### Work task
Copy the records below line by line and word for word, from the very first line through the line with "Target: wood grain", omitting each picture.

[[ Information supplied open ]]

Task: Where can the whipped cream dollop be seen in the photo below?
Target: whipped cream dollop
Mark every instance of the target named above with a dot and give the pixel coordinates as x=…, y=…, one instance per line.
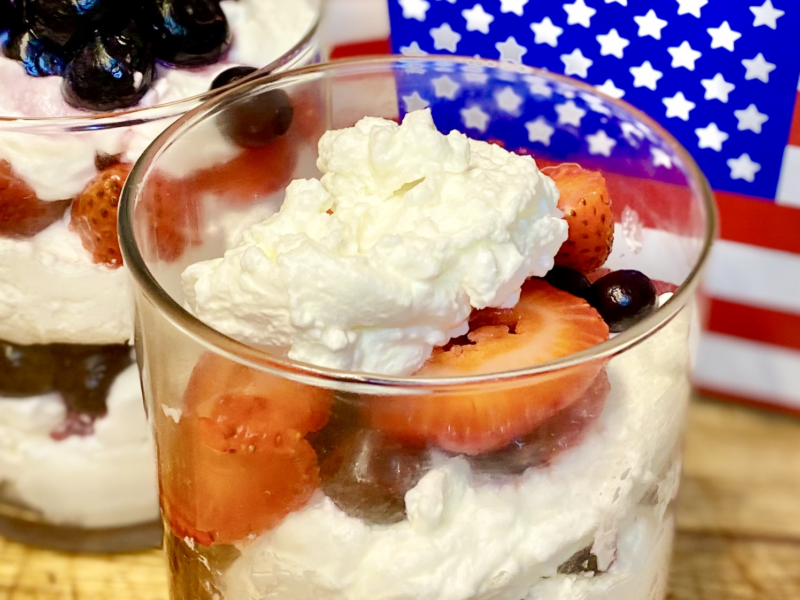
x=385, y=256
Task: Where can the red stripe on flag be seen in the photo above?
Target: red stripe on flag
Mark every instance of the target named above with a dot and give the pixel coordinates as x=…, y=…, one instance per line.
x=794, y=130
x=752, y=323
x=362, y=49
x=758, y=222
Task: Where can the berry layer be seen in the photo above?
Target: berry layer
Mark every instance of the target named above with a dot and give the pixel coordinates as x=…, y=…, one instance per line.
x=472, y=537
x=103, y=480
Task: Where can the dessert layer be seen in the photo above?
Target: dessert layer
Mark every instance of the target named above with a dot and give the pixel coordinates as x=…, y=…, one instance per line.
x=103, y=480
x=468, y=536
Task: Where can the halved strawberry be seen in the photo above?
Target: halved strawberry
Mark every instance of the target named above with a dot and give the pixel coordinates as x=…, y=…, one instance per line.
x=586, y=205
x=546, y=324
x=22, y=214
x=239, y=462
x=94, y=215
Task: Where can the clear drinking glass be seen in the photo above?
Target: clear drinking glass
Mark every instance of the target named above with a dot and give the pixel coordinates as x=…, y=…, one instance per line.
x=77, y=462
x=285, y=480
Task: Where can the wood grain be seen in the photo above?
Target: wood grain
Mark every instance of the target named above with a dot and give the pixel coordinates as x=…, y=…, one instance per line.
x=738, y=524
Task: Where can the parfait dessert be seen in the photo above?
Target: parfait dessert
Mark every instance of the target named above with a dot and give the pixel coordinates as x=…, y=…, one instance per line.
x=84, y=88
x=425, y=371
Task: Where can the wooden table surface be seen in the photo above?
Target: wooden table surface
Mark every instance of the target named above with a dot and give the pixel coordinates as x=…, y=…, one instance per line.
x=738, y=524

[[ Information supplied closed ]]

### Expected answer
Task: Where can the whipped cream dollop be seen in the photo below?
Target: whipped cream dollop
Mark every instance of the target named above with a dot and give the pixel coordinates as x=…, y=…, one instance per line.
x=385, y=256
Task: Where can the red stripe on flag be seen in the photo above?
Target: red stripe on flag
Mark every instance of the target named above with a dot and give the pixel coordinates as x=…, y=…, one instance per line.
x=794, y=130
x=752, y=323
x=362, y=49
x=758, y=222
Task: Where can the berry layer be seen in the photo above?
Target: berry layer
Mark every instance of the target named above with a dot and give the pixel coordinates as x=…, y=…, one instance per line.
x=472, y=537
x=103, y=480
Task: Where can the dessert layer be seen in the photo above?
Target: dessert layer
Mark every instance of the target named above with a dot and give the pixel coordinates as x=…, y=…, one instance per line.
x=103, y=480
x=468, y=536
Task: Where can the halved strawberry be seen in the photo above?
Target: halved strawberry
Mark every instance of the target named above with a dot and give the pixel coordinates as x=…, y=…, one instance per line.
x=586, y=205
x=546, y=324
x=22, y=214
x=239, y=462
x=94, y=215
Task: Where can the clear drinking glass be seen in the photo above?
Target: clear drinking glass
Mark every instance of the target named above with a dot and give the pixel coordinates as x=…, y=…, one instance per line.
x=77, y=462
x=285, y=480
Task: Where can the wood grain be seen in the photo above?
Target: wood grain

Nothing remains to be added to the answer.